*Problem to solve*:
Copy each of the entries below word for word, including every line of text, and leave the pictures out of your copy.
--------------------------------------------------
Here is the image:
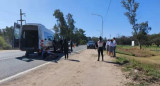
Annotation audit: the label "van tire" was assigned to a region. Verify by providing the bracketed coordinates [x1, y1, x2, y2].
[25, 51, 29, 57]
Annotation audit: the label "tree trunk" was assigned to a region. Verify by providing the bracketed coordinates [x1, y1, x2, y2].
[138, 41, 142, 50]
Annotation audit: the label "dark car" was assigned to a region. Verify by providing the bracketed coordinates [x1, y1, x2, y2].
[87, 41, 96, 49]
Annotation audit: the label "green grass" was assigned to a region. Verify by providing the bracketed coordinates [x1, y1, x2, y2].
[116, 45, 160, 57]
[116, 57, 160, 86]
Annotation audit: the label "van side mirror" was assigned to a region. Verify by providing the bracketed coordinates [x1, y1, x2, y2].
[48, 38, 51, 41]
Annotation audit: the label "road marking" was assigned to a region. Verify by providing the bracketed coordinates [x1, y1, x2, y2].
[0, 62, 51, 84]
[0, 46, 85, 84]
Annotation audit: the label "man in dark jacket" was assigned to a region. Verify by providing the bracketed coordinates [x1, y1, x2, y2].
[63, 39, 68, 59]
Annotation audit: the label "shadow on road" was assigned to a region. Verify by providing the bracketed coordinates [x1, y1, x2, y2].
[16, 53, 64, 63]
[104, 61, 119, 64]
[68, 59, 80, 62]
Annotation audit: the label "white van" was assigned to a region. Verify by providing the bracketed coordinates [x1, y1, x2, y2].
[20, 23, 54, 56]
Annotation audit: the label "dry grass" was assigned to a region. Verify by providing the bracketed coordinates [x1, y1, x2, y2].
[117, 46, 160, 57]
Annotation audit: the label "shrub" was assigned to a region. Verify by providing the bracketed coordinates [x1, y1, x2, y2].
[0, 36, 11, 49]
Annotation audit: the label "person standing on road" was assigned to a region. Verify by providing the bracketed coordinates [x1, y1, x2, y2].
[97, 36, 104, 61]
[70, 40, 73, 52]
[106, 40, 110, 55]
[113, 38, 117, 57]
[63, 39, 68, 60]
[109, 40, 113, 57]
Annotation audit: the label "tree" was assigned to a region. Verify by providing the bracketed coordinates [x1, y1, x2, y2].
[67, 13, 75, 40]
[53, 9, 68, 38]
[121, 0, 151, 49]
[53, 24, 59, 39]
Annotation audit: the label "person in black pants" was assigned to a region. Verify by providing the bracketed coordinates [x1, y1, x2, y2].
[63, 39, 68, 60]
[70, 40, 73, 52]
[97, 37, 104, 61]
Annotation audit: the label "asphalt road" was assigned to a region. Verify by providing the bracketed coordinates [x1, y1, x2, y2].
[0, 45, 86, 80]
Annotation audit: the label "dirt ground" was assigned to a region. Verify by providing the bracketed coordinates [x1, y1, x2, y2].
[1, 50, 128, 86]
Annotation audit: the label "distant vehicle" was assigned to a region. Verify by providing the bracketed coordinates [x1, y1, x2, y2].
[20, 23, 54, 56]
[87, 41, 96, 49]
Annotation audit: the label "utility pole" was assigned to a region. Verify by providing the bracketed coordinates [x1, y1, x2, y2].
[92, 14, 103, 38]
[18, 9, 26, 27]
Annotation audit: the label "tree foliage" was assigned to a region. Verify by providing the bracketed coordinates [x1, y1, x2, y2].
[53, 9, 87, 44]
[121, 0, 151, 49]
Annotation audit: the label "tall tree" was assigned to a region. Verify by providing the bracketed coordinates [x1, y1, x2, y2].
[121, 0, 151, 49]
[53, 24, 59, 39]
[53, 9, 68, 38]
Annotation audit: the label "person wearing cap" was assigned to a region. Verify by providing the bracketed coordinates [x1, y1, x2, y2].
[97, 37, 104, 61]
[113, 38, 117, 57]
[109, 40, 113, 57]
[63, 39, 69, 60]
[106, 39, 110, 55]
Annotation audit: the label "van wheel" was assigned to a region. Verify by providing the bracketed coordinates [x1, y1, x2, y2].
[38, 52, 42, 56]
[25, 51, 29, 57]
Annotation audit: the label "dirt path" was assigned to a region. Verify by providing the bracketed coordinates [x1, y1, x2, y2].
[1, 50, 128, 86]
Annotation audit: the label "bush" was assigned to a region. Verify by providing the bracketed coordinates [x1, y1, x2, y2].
[0, 36, 11, 49]
[80, 40, 87, 45]
[116, 57, 160, 86]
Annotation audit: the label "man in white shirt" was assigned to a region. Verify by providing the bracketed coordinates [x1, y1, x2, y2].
[113, 38, 117, 57]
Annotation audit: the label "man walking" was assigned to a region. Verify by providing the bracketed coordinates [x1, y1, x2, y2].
[97, 36, 104, 61]
[63, 39, 68, 60]
[113, 38, 117, 57]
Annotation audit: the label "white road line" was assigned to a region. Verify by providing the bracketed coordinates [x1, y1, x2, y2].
[0, 62, 51, 84]
[0, 49, 85, 84]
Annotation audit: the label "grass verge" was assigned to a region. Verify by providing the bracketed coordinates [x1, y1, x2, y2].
[116, 57, 160, 86]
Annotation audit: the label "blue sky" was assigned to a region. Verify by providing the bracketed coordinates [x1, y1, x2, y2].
[0, 0, 160, 38]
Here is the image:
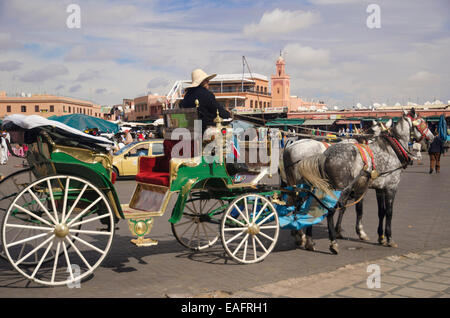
--------------------------------------------------
*Answer for the task*:
Here is the image:
Annotation audit: the label "van tire" was assigned to a region. Verify by providing the bracketed coordinates [x1, y1, x2, y2].
[25, 51, 29, 57]
Annotation audit: the label "tree trunk" was assigned to a region. Verify by providing the bracketed coordinates [x1, y1, x2, y2].
[138, 41, 142, 50]
Annotation audit: the label "dark car" was assigned to a region. Verify by providing the bracketed coordinates [x1, y1, x2, y2].
[87, 41, 96, 49]
Annotation audit: the label "green grass" was assigned to a region. Verify by providing the bracketed coordinates [x1, y1, x2, y2].
[116, 45, 160, 57]
[116, 57, 160, 86]
Annotation audit: the label "van side mirror" was assigned to a region. Verify by providing the bracketed coordinates [x1, y1, x2, y2].
[48, 38, 51, 41]
Annotation audit: the label "road marking" was assigned to a region. Verify by providing the bracketed coordinates [x1, y1, x2, y2].
[0, 62, 51, 84]
[0, 46, 85, 84]
Annotation audit: the label "man in dark jacket" was assigned to a region. Verify by providing the bracketed coordinates [x1, y1, x2, y2].
[63, 39, 68, 59]
Annotation audit: the label "shadow on road" was assigned to a region. Verify by providing the bracketed coordinates [x1, y1, x2, y2].
[16, 53, 64, 63]
[104, 61, 119, 64]
[68, 59, 80, 62]
Annotation audit: the label "white van" was assigned to a region. Verify by providing the bracketed coordinates [x1, y1, x2, y2].
[20, 23, 54, 56]
Annotation audit: the label "dry grass" was assigned to a region. Verify by providing the bracketed coordinates [x1, y1, x2, y2].
[117, 46, 160, 57]
Annotation audit: the label "shrub" was assigned to a region. Verify by providing the bracketed coordinates [x1, y1, x2, y2].
[0, 36, 11, 49]
Annotation audit: the label "person standing on road" was assigned to a region. Verify by providing the bracketed coordinates [x1, y1, x2, y2].
[97, 36, 104, 61]
[70, 40, 73, 52]
[106, 40, 110, 55]
[113, 38, 117, 57]
[63, 39, 68, 60]
[109, 40, 113, 57]
Annotation audit: the label "tree" was assigned to a region. Verify by providing the bracketed coordinates [x1, y1, x2, y2].
[67, 13, 75, 40]
[53, 9, 68, 38]
[121, 0, 151, 49]
[53, 24, 59, 39]
Annotation audit: the label "person in black pants" was assigned to a region. Verify by providing the bracketed coordinates [x1, y1, x2, y2].
[63, 39, 68, 60]
[70, 40, 73, 52]
[97, 37, 104, 61]
Annotation audit: the label "asphalt road" was assigned to a region. Verify by providing the bracketed coordinates [x1, y1, x2, y2].
[0, 45, 86, 80]
Annotation audit: the label "dirt ground" was assigned to a region. Verify by providing the bracketed coordinates [x1, y1, x2, y2].
[1, 50, 128, 86]
Annotation audit: the label "distant vehicle" was assigned to a region. Verify by providing the bracketed coordinates [x1, y1, x2, y2].
[20, 23, 54, 56]
[87, 41, 96, 49]
Annotation audit: the label "utility pole" was assigned to a region. Verify by providing the bracketed coordinates [x1, y1, x2, y2].
[92, 14, 103, 38]
[18, 9, 26, 27]
Annotation audit: the label "tree foliage" was assigned to a region. Verify by providing the bracketed coordinates [x1, y1, x2, y2].
[53, 9, 87, 44]
[121, 0, 151, 49]
Annotation audit: the label "tall tree" was assigned to a region. Verify by providing the bracketed coordinates [x1, y1, x2, y2].
[121, 0, 151, 49]
[53, 24, 59, 39]
[53, 9, 68, 38]
Annotation audit: the label "person wearing cap" was assigned to a region. Verify by providing the bracketed coordinates [x1, y1, x2, y2].
[97, 37, 104, 61]
[113, 38, 117, 57]
[109, 40, 113, 57]
[63, 39, 69, 60]
[106, 39, 110, 55]
Annotation audit: the label "van wheel" was assigned to a region. Verify by providing the bracketed coordinates [x1, y1, x2, y2].
[38, 52, 42, 56]
[25, 51, 29, 57]
Annotation audit: the label "dirt path" was assigned to a region. Verify by providing the bracketed coordinates [x1, y1, x2, y2].
[1, 50, 128, 86]
Annotation audit: the label "bush" was assigned to a region. Verify by providing the bracketed coordinates [x1, y1, x2, y2].
[0, 36, 11, 49]
[80, 40, 87, 45]
[116, 57, 160, 86]
Annotation audit: the label "man in white shirt" was assigned to a region. Verify by providing the bracketed coordinates [x1, y1, x2, y2].
[113, 38, 117, 57]
Annotation audit: the label "man walking" was assigned to a region. Verify by providing the bracketed coordinates [x1, y1, x2, y2].
[97, 36, 104, 61]
[63, 39, 68, 60]
[113, 38, 117, 57]
Annotation audit: the label "white road line" was assigned to a region. Verify by providing the bracketed coordinates [x1, y1, x2, y2].
[0, 62, 51, 84]
[0, 49, 85, 84]
Annotation audit: the label "grass verge" was assigned to a region. Verify by providing the bracketed coordinates [x1, y1, x2, y2].
[116, 57, 160, 86]
Annotation audit: the label "blue sky" was assigned to a region. Verify by providing the bracketed coordinates [x1, y1, x2, y2].
[0, 0, 160, 38]
Here is the image:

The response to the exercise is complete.